- _List of tasks_
a - In the article below on Medicaid reimbursement rates, who is paying for the increase in payments to primary care providers?
b - List every type of health insurance or payer plan named in the article below on Medicaid reimbursement rates.
c - Extend the article below on Medicaid reimbursement rates, picking up after its final sentence.

- _Excerpt_
Primary care physicians and practitioners who treat Medicaid patients will receive higher reimbursement rates in 2013.
For the next two years, primary care providers will get the same payments for treating Medicaid patients as they would for Medicare patients. The payments for Medicare patients have traditionally been higher.
The increase will be paid for by the federal government as part of an Affordable Care Act initiative to boost access to primary care and preventive medicine.
“By improving payments for primary care services, we are helping Medicaid patients get the care they need to stay healthy and treat small health problems before they become big ones,” said Health and Human Services Secretary Kathleen Sebelius speaking about the increase in a statement last year.
C. Richard Schott, a cardiologist in Southeastern Pennsylvania and the President of The Pennsylvania Medical Society says the lower Medicaid payments doctors received until this year may not cover the cost of providing care.
“In many of these cases, you’re actually paying money in the overhead for seeing these patients,” he said. Schott added that expenses often exceed reimbursements.
Schott calls the underpayment for Medicaid services a serious issue.
“Medicaid payments for many of these evaluation and management services for vaccines and many of these new comprehensive exams – many of these services are paid at 50 percent of Medicare,” said Schott.
Medicare historically has paid at a lower level than commercial health insurance and Medicaid, the medical insurance plan for the poor and disabled, has paid at an even lower rate.

- _The data_

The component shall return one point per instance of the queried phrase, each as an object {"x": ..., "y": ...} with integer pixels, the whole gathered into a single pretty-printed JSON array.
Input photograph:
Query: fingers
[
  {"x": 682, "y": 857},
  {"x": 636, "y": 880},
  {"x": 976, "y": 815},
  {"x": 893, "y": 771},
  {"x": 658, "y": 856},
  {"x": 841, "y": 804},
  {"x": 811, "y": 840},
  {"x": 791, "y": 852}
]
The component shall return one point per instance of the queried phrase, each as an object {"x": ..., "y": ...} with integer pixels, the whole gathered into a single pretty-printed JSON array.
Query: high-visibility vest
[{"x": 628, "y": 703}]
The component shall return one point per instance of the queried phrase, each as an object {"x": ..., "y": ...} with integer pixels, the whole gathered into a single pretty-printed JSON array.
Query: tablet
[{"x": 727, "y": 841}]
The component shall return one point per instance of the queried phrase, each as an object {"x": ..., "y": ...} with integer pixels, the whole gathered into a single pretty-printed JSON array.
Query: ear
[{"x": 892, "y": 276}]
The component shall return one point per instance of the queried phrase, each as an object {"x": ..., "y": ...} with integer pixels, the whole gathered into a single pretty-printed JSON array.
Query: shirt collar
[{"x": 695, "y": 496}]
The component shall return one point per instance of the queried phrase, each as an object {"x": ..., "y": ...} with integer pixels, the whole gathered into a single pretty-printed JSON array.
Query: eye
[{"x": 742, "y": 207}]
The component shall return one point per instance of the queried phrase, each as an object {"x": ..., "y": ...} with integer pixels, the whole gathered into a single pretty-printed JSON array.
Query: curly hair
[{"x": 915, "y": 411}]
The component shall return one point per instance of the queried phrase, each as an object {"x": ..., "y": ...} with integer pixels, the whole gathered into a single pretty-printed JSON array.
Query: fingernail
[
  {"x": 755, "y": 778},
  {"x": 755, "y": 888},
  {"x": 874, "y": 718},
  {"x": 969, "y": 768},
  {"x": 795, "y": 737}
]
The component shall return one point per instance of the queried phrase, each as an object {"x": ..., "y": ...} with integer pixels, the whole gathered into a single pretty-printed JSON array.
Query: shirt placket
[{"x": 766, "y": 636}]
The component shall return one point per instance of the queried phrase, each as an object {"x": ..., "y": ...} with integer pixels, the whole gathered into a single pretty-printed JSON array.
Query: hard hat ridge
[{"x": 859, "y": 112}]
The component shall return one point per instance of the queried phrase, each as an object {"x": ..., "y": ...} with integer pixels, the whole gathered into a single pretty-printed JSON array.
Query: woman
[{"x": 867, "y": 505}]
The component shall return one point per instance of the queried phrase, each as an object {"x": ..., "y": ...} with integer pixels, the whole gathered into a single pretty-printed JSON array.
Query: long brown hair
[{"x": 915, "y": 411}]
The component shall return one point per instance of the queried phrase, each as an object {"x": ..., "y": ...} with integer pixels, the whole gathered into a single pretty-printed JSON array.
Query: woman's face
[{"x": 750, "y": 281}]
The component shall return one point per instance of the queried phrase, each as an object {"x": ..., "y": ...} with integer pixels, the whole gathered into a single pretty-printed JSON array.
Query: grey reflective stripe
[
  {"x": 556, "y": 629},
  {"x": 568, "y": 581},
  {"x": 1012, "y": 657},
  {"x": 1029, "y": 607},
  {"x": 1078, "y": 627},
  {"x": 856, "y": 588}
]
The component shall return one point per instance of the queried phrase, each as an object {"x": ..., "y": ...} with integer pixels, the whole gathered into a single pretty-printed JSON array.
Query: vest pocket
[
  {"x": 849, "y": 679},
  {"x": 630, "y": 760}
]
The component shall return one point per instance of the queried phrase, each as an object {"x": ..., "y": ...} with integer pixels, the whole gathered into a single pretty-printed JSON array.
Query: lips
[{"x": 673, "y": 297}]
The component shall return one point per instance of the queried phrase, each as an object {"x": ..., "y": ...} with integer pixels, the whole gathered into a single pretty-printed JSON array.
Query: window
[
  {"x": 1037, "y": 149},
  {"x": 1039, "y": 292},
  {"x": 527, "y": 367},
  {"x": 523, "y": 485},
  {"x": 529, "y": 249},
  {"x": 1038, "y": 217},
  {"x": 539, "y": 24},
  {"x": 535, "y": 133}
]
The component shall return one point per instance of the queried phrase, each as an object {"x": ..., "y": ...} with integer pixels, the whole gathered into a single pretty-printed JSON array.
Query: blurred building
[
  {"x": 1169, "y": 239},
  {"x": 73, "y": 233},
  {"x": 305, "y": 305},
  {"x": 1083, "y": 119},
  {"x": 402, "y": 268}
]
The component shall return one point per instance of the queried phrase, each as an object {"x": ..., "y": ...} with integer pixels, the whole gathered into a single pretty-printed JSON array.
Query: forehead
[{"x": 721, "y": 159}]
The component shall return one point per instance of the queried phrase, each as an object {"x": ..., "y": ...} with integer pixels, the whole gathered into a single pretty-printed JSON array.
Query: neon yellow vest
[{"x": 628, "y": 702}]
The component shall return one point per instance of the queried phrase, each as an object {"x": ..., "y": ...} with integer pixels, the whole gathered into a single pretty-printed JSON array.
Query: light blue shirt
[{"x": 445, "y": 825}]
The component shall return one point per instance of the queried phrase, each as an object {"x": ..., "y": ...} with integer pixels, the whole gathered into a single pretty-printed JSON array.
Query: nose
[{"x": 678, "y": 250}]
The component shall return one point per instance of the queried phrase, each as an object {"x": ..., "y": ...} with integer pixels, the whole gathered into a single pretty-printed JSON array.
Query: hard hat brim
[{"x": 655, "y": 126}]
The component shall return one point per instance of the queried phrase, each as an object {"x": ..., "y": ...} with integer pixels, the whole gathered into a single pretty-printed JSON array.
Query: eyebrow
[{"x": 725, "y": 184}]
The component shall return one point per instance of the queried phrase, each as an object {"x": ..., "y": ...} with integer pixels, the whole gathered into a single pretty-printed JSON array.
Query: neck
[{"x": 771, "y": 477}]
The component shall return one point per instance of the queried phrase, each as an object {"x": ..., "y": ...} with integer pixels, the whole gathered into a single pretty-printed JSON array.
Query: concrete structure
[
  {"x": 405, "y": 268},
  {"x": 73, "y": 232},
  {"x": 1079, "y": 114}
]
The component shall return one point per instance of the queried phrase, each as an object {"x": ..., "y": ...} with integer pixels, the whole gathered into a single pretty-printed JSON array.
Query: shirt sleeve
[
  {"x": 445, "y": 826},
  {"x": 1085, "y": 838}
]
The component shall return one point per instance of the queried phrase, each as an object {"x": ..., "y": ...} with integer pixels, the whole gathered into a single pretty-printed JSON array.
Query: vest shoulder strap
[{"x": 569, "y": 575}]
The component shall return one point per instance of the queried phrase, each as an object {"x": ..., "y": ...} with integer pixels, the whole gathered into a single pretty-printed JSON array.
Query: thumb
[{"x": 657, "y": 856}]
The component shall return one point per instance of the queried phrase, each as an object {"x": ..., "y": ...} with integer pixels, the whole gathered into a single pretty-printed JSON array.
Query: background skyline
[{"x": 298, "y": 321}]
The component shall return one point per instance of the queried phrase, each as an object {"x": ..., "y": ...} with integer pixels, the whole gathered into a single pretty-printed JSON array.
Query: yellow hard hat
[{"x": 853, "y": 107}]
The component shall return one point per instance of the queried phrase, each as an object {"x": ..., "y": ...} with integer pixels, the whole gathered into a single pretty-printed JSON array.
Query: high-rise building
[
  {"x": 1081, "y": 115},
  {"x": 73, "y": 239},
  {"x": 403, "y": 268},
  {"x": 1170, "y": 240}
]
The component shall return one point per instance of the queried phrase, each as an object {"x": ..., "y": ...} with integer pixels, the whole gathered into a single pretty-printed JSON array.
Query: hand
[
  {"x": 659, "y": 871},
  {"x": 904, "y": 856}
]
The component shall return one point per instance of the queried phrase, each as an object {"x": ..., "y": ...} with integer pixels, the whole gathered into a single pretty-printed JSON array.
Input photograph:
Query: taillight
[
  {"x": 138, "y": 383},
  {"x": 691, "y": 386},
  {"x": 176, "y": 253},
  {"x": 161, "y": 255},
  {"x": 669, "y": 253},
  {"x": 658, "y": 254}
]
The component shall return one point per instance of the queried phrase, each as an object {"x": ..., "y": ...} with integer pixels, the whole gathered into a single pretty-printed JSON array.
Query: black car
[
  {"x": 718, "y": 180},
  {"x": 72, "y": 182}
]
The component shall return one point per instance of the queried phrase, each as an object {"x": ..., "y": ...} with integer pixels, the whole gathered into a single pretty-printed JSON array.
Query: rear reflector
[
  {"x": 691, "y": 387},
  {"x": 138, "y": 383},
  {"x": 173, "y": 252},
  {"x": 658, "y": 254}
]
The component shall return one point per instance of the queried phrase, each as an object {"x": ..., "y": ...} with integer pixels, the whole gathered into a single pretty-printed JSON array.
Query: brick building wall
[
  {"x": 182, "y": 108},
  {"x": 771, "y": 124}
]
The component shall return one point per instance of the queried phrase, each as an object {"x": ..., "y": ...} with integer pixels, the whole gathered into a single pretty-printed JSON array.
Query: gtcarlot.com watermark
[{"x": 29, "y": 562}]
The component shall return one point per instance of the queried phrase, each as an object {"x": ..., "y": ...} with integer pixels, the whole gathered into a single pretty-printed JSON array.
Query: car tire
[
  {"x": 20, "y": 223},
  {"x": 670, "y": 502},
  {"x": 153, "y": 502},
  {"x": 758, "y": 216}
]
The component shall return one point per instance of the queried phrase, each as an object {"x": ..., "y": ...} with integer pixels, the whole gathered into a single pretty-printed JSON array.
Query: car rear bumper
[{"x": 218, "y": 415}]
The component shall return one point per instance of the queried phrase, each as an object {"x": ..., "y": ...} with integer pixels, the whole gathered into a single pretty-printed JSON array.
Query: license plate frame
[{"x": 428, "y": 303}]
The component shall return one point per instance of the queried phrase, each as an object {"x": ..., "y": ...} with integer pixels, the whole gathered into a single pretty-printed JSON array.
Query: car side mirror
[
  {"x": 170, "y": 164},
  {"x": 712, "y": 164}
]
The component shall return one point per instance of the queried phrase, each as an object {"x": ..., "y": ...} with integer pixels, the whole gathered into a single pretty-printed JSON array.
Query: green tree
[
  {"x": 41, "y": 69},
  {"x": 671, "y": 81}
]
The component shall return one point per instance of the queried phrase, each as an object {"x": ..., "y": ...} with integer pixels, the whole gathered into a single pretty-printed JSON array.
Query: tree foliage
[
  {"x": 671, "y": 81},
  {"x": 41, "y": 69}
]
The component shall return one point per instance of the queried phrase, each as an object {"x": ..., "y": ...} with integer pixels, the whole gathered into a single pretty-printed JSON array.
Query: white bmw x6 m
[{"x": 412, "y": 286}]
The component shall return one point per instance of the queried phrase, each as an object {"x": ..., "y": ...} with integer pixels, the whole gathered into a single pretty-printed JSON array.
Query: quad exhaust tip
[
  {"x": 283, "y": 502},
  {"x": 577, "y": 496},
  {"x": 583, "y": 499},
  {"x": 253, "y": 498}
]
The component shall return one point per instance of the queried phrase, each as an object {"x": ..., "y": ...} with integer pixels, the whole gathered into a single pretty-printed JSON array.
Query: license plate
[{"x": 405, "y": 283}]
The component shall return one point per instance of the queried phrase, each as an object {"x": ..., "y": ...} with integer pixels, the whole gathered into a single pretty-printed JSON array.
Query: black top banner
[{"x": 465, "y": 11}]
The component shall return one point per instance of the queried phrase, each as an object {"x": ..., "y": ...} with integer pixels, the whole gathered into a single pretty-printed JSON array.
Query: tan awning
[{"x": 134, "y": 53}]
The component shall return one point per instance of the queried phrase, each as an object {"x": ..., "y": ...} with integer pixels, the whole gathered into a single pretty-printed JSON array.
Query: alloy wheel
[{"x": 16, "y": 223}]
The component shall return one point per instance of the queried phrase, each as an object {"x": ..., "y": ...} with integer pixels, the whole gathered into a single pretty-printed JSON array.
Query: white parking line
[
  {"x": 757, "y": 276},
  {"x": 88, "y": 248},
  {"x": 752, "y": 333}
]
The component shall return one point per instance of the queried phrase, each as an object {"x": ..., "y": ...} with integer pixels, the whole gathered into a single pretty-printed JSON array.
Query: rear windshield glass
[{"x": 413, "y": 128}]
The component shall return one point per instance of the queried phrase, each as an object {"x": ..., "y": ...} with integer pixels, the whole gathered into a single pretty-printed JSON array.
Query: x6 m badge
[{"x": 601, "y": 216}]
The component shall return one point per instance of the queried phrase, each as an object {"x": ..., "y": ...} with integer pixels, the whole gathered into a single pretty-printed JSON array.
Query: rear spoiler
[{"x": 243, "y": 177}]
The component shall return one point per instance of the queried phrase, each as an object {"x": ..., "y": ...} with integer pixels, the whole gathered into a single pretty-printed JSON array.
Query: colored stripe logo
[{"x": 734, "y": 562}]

- _Responses for each task_
a - The federal government, as part of an Affordable Care Act initiative.

b - Medicaid, Medicare, commercial health insurance

c -
“Many of these young physicians are coming out with enormous medical school and college debt and they look at the reimbursement issue and it tends to be a factor in dissuading people from going into primary care,” he said.
According to an analysis from 2010, the change will provide an average 64 percent reimbursement increase.
A study released last year from the National Center for Health Statistics and published in Policy journal “Health Affairs,” found more than 30 percent of doctors did not accept new patients who are Medicaid beneficiaries because the payment rates were too low.
Schott says primary care has traditionally been reimbursed at a lower rate compared to other medical specialties, particularly for Medicaid patients.
“They are oftentimes difficult patients to care for and I think [providers] see this as a real plus in terms of leveling the playing field for Medicaid patients to be able to provide them access to care,” he said.
The pay hike affects pediatricians, primary care physicians and internists.
Obstetricians and gynecologists, along with emergency room doctors are excluded from the pay increase. Schott said that is a problem.
“A lot of women see only their OB/GYN-type physicians and they rely on them for primary care although most of them do not receive total comprehensive primary care from an OB/GYN,” he said.